= TEXT SECTION =
..........
Condorcet analysis of Official PEP308 Ballots

Norman Petry npetry at accesscomm.ca
Tue Mar 11 13:11:43 EST 2003


On Tue, 2003-03-11 at 09:59, Anders J. Munch wrote:
> "Norman Petry" <npetry at accesscomm.ca> wrote:
> > 
> > http://24.72.22.210/pep308ballots.html
> > 
> > The Condorcet results for this set of ballots are shown at the end of
> > this message.
> 
> Interesting ... but unfortunately the premise for the Condorcet method
> is not met.  Since voters haven't ranked the candidates in order of
> preference you cannot really say to have found the Condorcet results.

No and Maybe.  Voters have been allowed to provide _limited_ rankings on
the official ballot, so it's not correct to say that voters "haven't
ranked the candidates in order of preference" -- they clearly did. 
Unfortunately, a lot of voter preference information was lost due to the
limit placed on the number of options that could be ranked (3).

Condorcet's method depends on finding the majority opinion in separate
two-way races between every possible pair of alternatives.  If a fully
ranked ballot, like the one used for the "complementary" vote is used,
it is possible (but not necessary) for voters to participate in all
possible pairings.  This allows the true Condorcet winner to be found. 
Reusing the ballots from the "official" vote is equivalent to a
Condorcet election with a lot of forced abstentions.  In an 18-candidate
election, there are 153 separate 2-way races.  Imagine that there is a
separate ballot box for each of these contests.  In the "complementary"
vote, voters are given a complete set of 153 ballot papers; in the
"official" vote, they are only allowed to choose 6 ballot papers from
this set before voting.  This makes the Condorcet result derived from
these ballots less reliable than if full preferences had been
permitted.  On the other hand, a large number of voters compensates for
this problem to a large extent.  The Condorcet results for the official
vote confirm those obtained from the complementary vote, which had
better data gathering, but lower participation.

When I announced the complementary vote, I wrote:

"Please understand that I regard this vote of mine as a COMPLEMENT,
rather than a substitute for the one being organised by Raymond
Hettinger.  His vote uses a very different type of ballot, and will
therefore capture different information than mine.  Therefore both sets
of results, when viewed together, should be more useful to the BDFL than
either one would be alone."
..........
= INFORMATION SHOWN =
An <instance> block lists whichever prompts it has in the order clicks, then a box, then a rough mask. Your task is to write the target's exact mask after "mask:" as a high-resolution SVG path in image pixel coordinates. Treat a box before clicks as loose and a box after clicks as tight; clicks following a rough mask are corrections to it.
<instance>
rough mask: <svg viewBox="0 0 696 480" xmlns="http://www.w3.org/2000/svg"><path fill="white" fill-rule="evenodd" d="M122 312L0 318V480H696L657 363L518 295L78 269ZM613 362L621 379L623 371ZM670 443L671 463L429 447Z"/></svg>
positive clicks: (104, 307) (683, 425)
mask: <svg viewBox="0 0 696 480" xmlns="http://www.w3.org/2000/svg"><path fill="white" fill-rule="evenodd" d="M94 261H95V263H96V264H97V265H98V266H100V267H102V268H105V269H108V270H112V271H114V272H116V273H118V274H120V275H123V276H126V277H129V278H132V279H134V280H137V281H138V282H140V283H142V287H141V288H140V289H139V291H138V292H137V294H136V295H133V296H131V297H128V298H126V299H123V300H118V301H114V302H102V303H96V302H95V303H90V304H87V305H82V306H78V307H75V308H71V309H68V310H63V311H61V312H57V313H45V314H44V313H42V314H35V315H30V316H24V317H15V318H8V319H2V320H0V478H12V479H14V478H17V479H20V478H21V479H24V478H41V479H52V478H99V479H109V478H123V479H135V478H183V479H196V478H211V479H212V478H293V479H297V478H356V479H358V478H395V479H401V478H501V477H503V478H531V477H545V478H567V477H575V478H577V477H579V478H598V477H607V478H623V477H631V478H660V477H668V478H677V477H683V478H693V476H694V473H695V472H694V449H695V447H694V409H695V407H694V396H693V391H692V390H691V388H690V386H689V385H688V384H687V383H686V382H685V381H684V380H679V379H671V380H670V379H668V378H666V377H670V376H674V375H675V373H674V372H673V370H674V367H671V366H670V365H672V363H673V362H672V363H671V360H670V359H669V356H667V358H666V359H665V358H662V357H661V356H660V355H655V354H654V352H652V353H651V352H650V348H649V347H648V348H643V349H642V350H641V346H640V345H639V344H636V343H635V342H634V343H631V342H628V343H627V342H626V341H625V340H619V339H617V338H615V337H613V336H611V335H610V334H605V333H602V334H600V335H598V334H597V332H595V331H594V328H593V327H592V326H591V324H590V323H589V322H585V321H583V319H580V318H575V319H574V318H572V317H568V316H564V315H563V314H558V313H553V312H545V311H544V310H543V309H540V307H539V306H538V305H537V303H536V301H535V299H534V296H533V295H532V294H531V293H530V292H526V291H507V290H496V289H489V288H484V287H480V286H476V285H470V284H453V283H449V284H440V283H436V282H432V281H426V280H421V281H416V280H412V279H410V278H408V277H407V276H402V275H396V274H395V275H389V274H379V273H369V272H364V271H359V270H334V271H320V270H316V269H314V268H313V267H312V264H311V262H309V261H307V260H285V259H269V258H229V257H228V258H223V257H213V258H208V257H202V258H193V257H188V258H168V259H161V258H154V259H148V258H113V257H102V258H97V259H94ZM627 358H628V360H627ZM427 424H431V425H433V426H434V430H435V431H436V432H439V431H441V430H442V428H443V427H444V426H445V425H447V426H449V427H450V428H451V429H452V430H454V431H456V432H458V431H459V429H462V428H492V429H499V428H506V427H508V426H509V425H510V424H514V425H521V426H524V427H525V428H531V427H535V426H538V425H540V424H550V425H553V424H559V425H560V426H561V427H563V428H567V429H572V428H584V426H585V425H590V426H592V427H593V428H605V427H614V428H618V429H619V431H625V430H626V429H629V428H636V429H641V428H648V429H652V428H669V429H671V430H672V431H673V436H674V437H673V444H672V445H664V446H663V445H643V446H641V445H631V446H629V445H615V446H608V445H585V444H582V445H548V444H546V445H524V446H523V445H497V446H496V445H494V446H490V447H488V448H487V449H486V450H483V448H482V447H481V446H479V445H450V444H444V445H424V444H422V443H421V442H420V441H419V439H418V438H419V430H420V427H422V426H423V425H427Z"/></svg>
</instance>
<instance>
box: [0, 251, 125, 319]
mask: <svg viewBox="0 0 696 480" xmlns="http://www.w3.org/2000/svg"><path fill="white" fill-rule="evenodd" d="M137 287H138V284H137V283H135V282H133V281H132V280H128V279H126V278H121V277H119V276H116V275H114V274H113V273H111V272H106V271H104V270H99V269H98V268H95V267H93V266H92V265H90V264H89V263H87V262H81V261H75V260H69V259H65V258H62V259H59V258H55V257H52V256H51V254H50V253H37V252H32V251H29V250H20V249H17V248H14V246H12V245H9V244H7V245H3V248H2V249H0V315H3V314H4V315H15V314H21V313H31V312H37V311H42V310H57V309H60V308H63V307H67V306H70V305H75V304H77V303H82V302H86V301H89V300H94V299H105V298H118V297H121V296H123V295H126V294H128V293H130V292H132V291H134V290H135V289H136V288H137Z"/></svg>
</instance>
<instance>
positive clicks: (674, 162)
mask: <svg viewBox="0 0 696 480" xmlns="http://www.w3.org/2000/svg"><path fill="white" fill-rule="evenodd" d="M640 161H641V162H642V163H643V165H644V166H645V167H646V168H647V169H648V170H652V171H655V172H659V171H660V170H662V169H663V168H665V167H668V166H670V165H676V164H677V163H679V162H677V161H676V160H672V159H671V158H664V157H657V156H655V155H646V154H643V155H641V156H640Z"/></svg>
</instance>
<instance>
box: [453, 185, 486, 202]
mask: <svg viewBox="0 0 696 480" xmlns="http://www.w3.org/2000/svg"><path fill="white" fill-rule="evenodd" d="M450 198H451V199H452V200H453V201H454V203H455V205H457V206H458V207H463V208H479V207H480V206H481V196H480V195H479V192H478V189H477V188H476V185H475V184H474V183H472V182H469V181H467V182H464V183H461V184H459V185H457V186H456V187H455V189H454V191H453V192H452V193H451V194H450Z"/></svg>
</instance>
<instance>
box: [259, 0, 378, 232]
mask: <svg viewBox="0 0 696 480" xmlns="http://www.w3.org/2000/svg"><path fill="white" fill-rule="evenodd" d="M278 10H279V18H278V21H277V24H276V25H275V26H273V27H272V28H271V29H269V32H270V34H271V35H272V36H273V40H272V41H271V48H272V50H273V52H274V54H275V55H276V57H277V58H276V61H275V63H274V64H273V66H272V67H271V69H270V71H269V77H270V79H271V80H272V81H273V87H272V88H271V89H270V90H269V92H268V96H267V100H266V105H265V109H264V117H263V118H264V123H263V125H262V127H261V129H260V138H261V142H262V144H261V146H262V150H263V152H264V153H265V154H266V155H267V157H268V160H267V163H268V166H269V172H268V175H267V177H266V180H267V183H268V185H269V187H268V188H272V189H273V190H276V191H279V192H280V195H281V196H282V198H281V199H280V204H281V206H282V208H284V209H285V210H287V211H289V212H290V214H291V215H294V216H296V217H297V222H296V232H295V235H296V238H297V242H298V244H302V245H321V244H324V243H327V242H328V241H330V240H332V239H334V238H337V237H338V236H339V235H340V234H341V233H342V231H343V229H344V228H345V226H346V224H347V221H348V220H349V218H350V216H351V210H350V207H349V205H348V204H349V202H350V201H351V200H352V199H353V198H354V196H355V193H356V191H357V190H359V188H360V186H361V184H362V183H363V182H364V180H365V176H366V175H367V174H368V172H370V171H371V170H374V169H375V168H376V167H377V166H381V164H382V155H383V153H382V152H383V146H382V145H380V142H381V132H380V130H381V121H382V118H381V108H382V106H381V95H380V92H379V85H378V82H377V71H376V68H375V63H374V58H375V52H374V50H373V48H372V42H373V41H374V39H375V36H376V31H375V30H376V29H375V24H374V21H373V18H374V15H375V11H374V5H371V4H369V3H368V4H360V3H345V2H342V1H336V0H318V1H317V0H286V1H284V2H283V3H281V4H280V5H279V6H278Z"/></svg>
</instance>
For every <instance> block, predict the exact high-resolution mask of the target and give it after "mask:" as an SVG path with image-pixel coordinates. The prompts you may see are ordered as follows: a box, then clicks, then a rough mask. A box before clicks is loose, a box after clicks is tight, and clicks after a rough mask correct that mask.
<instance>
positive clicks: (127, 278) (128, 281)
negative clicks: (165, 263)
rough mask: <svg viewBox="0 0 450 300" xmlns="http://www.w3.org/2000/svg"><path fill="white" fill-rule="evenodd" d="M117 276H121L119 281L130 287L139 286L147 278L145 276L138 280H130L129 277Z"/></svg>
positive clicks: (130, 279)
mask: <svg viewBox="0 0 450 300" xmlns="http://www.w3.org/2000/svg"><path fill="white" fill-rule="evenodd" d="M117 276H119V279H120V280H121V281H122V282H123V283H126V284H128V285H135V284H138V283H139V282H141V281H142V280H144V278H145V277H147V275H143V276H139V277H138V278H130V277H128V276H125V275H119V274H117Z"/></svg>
..........
= EXERCISE INSTRUCTIONS =
A. Reproduce the Condorcet message verbatim, starting at "Reusing the ballots" and ending at "but lower participation.".
B. Gather every line of the records that contains the string "before".
The Condorcet message and the records are unrelated to each other.

= RESPONSES BY ITEM NUMBER =
A.
Reusing the ballots from the "official" vote is equivalent to a
Condorcet election with a lot of forced abstentions.  In an 18-candidate
election, there are 153 separate 2-way races.  Imagine that there is a
separate ballot box for each of these contests.  In the "complementary"
vote, voters are given a complete set of 153 ballot papers; in the
"official" vote, they are only allowed to choose 6 ballot papers from
this set before voting.  This makes the Condorcet result derived from
these ballots less reliable than if full preferences had been
permitted.  On the other hand, a large number of voters compensates for
this problem to a large extent.  The Condorcet results for the official
vote confirm those obtained from the complementary vote, which had
better data gathering, but lower participation.

B.
An <instance> block lists whichever prompts it has in the order clicks, then a box, then a rough mask. Your task is to write the target's exact mask after "mask:" as a high-resolution SVG path in image pixel coordinates. Treat a box before clicks as loose and a box after clicks as tight; clicks following a rough mask are corrections to it.
For every <instance> block, predict the exact high-resolution mask of the target and give it after "mask:" as an SVG path with image-pixel coordinates. The prompts you may see are ordered as follows: a box, then clicks, then a rough mask. A box before clicks is loose, a box after clicks is tight, and clicks after a rough mask correct that mask.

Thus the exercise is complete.